Goal of the exercise:
Copy every line of the records below that contains the word "overcast".

Records provided:
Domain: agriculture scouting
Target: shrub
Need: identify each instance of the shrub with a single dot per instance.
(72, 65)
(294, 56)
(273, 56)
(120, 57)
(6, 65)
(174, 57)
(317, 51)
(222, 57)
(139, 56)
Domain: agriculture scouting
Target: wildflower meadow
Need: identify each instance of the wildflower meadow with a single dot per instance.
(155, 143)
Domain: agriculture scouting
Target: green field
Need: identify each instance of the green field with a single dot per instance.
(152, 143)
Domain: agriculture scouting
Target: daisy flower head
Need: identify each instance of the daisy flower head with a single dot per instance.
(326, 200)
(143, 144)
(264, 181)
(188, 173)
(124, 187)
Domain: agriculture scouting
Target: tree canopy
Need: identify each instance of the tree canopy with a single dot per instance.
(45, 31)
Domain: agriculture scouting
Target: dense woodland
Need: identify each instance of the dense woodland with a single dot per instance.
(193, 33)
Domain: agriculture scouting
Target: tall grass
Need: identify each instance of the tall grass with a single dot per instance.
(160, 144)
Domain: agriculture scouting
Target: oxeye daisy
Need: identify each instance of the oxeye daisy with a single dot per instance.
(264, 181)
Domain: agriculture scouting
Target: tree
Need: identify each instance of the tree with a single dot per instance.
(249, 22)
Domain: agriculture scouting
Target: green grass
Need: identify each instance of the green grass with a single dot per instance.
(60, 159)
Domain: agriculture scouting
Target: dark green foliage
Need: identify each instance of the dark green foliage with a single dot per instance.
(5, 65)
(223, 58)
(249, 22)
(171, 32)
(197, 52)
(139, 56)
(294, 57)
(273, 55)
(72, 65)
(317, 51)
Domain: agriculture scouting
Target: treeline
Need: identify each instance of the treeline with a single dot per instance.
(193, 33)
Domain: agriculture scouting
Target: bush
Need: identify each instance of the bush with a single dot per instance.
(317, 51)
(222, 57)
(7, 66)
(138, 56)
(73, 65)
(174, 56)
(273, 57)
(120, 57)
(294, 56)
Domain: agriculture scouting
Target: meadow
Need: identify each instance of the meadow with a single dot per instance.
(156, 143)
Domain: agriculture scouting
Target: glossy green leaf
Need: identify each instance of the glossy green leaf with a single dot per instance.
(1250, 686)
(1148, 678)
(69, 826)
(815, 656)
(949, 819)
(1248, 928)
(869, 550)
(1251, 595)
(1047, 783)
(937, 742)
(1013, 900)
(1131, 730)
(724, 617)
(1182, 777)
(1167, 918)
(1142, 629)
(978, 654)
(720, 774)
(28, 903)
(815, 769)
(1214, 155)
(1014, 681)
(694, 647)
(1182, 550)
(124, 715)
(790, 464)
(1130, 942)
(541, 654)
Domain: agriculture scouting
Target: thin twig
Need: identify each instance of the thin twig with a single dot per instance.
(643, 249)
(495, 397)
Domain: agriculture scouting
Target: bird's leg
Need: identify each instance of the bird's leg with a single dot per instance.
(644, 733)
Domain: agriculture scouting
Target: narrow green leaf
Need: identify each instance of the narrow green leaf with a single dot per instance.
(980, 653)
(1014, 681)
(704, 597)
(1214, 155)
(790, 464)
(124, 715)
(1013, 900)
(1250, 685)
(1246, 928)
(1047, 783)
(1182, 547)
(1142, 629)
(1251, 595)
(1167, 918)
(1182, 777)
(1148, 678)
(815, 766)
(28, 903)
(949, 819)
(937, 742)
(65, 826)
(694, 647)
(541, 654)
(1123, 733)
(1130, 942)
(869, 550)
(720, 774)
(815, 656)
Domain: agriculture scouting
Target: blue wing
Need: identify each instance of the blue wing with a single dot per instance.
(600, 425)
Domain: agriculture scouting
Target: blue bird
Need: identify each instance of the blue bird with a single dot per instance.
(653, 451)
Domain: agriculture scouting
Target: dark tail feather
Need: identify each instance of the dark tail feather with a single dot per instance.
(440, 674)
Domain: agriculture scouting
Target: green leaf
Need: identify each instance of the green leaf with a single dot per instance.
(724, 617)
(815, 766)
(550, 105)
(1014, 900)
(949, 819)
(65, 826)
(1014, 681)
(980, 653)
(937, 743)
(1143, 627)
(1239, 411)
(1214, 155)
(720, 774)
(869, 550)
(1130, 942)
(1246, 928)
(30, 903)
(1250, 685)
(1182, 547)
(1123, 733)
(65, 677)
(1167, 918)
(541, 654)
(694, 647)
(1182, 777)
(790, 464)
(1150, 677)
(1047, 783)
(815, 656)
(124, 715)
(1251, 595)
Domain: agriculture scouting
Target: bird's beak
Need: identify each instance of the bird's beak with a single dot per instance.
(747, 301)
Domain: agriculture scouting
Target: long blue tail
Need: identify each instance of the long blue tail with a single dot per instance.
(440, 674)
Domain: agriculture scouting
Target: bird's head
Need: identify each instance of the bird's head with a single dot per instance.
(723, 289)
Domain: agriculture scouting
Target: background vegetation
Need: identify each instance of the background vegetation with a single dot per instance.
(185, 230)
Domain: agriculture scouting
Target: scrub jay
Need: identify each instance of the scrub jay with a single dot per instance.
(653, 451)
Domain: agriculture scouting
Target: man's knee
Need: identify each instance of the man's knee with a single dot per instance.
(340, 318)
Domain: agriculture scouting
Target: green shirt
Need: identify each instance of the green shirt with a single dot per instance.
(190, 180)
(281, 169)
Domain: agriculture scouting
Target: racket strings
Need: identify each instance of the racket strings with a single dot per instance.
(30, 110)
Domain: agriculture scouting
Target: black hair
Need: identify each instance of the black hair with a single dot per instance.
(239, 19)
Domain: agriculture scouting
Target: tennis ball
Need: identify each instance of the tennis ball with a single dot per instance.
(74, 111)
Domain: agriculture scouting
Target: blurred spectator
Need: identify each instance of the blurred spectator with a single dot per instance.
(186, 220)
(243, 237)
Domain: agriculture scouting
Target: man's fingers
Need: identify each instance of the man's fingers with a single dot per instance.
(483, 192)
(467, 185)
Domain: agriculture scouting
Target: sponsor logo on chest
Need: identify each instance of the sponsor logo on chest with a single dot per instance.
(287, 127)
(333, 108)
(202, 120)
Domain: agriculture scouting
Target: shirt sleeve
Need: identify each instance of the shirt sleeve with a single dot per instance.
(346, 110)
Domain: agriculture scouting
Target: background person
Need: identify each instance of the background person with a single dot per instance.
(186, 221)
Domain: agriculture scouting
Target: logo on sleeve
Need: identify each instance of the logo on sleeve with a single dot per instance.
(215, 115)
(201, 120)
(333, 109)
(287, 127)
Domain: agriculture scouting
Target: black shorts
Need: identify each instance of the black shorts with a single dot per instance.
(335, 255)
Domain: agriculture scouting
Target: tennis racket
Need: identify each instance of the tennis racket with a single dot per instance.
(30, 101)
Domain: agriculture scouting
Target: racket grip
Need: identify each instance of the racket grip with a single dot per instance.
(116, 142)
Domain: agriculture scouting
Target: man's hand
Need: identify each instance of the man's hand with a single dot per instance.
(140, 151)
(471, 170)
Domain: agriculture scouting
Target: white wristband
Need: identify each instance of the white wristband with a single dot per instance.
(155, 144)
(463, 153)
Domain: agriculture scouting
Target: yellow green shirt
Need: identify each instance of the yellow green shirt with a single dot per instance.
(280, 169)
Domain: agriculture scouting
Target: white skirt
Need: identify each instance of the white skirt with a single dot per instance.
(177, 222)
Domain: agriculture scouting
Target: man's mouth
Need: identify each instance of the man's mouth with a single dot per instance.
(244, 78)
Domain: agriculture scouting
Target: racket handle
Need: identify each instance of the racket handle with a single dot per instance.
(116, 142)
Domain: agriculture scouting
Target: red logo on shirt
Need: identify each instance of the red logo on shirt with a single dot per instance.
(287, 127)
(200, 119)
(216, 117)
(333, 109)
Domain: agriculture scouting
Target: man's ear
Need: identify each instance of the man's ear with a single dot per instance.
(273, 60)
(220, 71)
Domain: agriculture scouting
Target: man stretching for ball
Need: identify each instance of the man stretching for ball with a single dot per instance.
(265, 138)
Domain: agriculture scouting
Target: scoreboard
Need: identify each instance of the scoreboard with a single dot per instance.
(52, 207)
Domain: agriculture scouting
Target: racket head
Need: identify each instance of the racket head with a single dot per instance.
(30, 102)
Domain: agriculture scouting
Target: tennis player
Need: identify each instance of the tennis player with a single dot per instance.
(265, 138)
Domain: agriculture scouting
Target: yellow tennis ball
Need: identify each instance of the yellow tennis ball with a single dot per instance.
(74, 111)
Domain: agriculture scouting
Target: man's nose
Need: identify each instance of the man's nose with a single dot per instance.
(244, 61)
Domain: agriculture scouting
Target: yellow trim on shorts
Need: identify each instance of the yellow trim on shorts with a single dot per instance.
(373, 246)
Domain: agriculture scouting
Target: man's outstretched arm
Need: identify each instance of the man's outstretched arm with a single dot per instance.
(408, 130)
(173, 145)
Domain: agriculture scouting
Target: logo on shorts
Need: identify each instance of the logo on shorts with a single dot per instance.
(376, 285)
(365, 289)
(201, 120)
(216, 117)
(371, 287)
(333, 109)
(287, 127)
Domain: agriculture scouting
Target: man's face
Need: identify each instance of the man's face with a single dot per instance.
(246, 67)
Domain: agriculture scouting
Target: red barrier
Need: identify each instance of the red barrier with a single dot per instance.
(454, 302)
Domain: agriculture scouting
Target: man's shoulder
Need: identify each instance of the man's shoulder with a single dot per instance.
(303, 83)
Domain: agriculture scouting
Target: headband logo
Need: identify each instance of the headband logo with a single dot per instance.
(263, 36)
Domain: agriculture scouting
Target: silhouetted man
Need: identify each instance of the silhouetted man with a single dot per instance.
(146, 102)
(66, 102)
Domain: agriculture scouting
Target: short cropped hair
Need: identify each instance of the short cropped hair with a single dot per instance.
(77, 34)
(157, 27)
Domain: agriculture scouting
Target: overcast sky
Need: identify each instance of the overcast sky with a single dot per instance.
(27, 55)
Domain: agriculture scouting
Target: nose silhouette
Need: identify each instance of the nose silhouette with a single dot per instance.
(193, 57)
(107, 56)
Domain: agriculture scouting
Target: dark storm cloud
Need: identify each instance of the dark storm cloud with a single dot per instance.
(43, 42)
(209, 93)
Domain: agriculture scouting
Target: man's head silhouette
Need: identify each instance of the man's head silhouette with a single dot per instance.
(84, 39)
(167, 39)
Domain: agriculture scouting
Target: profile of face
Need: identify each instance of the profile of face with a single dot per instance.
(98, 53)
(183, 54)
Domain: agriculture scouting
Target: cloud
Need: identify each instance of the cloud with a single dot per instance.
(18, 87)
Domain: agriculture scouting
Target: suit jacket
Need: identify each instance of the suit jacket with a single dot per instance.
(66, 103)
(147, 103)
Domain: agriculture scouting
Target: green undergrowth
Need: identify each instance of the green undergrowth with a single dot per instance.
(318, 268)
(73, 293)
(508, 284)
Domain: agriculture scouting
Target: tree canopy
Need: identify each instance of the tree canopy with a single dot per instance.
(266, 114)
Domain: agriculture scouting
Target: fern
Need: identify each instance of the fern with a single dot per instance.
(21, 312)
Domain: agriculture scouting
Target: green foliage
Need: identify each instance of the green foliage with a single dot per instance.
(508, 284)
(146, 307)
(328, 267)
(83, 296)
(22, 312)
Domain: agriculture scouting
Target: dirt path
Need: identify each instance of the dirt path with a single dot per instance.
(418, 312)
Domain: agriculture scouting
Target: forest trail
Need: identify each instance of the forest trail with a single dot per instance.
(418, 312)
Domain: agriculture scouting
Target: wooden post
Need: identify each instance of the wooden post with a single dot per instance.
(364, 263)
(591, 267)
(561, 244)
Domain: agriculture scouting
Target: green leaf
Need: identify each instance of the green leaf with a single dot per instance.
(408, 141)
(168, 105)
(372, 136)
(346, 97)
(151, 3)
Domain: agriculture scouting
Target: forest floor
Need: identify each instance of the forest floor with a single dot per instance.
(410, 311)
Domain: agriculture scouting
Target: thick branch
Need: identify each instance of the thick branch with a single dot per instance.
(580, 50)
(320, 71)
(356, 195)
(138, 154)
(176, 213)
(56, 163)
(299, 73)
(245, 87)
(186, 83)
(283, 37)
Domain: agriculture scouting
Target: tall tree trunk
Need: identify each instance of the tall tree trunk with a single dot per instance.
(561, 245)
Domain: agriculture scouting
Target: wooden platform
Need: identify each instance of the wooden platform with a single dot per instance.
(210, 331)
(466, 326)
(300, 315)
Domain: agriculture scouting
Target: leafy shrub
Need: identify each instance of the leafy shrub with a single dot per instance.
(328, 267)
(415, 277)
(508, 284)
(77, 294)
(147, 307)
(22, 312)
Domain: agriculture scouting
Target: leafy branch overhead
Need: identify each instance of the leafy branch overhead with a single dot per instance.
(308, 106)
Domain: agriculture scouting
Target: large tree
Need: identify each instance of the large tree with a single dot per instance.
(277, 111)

Solution for this problem:
Target: overcast sky
Need: identify each instance of the overcast sky with a single dot per instance.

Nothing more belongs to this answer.